> _DOCUMENT_:
Mobile instructions: Press on an answer on the right. Then, press on the gray box it matches on the left.
(a) Drag-and-drop from the right to the left, or (b) click on a right side answer box and then on a left side box to move it.
1. Died in a famous 1805 battle  
2. Married into the Royal Family in 1960  
3. Executed for treason in 1747 following the Battle of Culloden  
4. Leader of British army at Siege of Yorktown in 1781  
5. Final Viceroy of India before independence  
6. Led the charge of the Light Brigade in 1854  
7. Disappeared in 1974 following murder of the nanny he employed  
8. Former MP who went to prison for perjury in 2001  
9. Egyptologist who financed discovery of famous tomb  
10. Supporter of Greek War of Independence in nineteenth century  

Quiz Answer Key and Fun Facts
1. Died in a famous 1805 battle

Answer: Nelson

One of Britain's heroes, Nelson was an Royal Navy admiral who fought against Spain and France, during Napoleon's era. He is remembered for his victory at the Battle of Trafalgar, in 1805, which led to his death. Nelson was killed by a sniper's bullet during the battle, which the British navy went on to win. Nelson is commemorated by a statue in Trafalgar Square and in the names of many public houses.
2. Married into the Royal Family in 1960

Answer: Snowdon

Antony Armstrong-Jones, as he then was, married Princess Margaret, the only sibling of Queen Elizabeth II, in May 1960. The Queen gave him the title of Earl of Snowdon in October 1961. The marriage was not a happy one and the couple divorced in 1978.
3. Executed for treason in 1747 following the Battle of Culloden

Answer: Lovat

Simon Fraser was the 11th Lord Lovat, and was something of a turncoat, supporting whichever side seemed likely to win. In 1746, having 'sat on the fence' for as long as he could, Lovat decided to support the Jacobites, who wished to install Bonnie Prince Charlie, Charles Edward Stuart, as monarch.

The Battle of Culloden ended in defeat for the Jacobites, and Lovat was captured and sentenced to death for his part. He was beheaded, and holds the record for being the last man to be executed by this method in Britain.

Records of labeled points
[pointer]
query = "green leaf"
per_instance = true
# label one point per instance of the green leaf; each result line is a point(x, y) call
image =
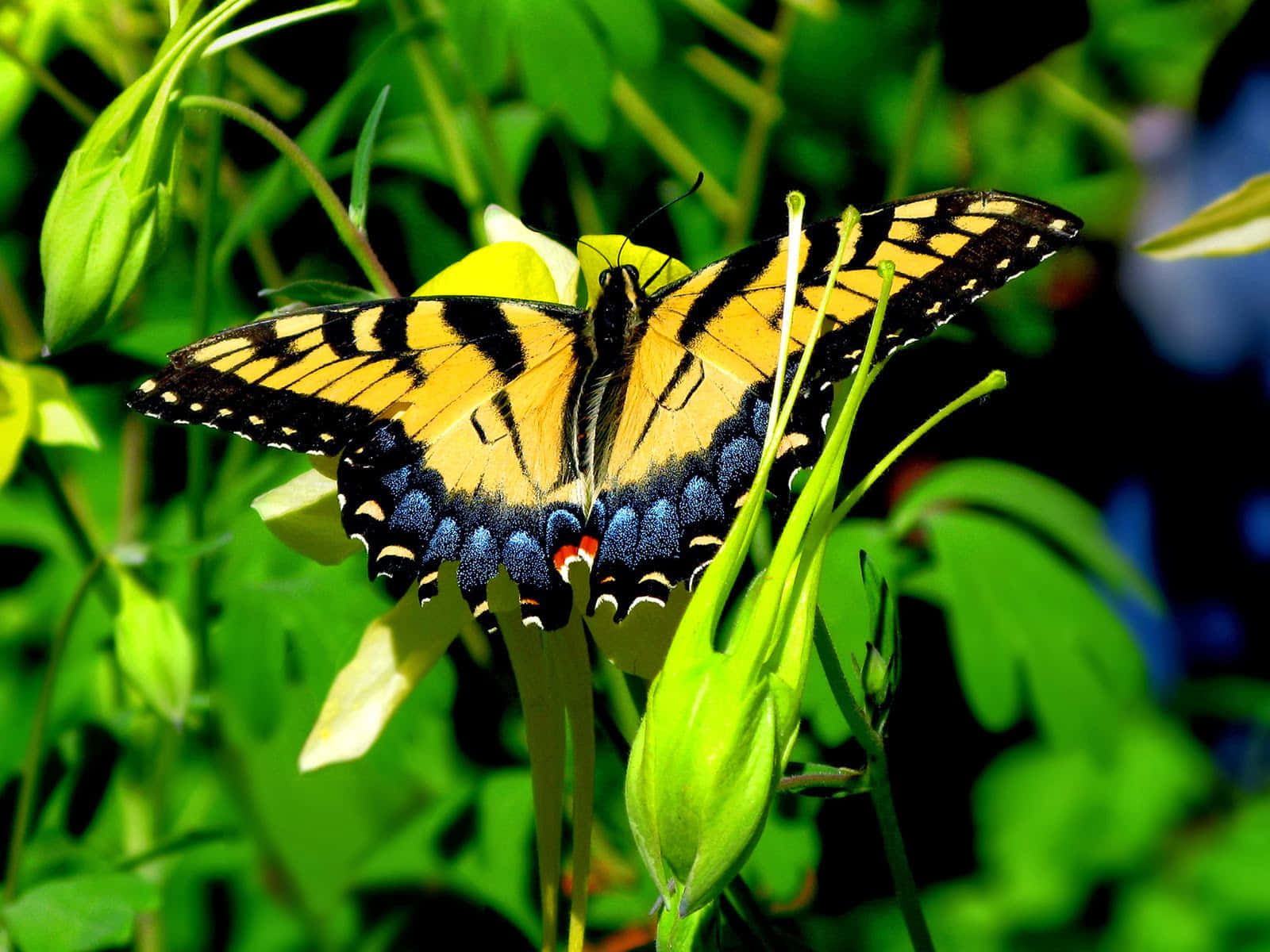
point(361, 184)
point(1045, 505)
point(564, 67)
point(482, 29)
point(16, 414)
point(154, 649)
point(88, 912)
point(59, 422)
point(1236, 224)
point(304, 514)
point(1016, 608)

> _DIRECTIVES_:
1. Which answers does the quiz's answer key give?
2. Return the passage of the quiz from "Simon Fraser was" to "method in Britain.", copied word for word.
Rely only on the quiz text for these.

> _ANSWERS PER TASK_:
1. Nelson, Snowdon, Lovat

2.
Simon Fraser was the 11th Lord Lovat, and was something of a turncoat, supporting whichever side seemed likely to win. In 1746, having 'sat on the fence' for as long as he could, Lovat decided to support the Jacobites, who wished to install Bonnie Prince Charlie, Charles Edward Stuart, as monarch.

The Battle of Culloden ended in defeat for the Jacobites, and Lovat was captured and sentenced to death for his part. He was beheaded, and holds the record for being the last man to be executed by this method in Britain.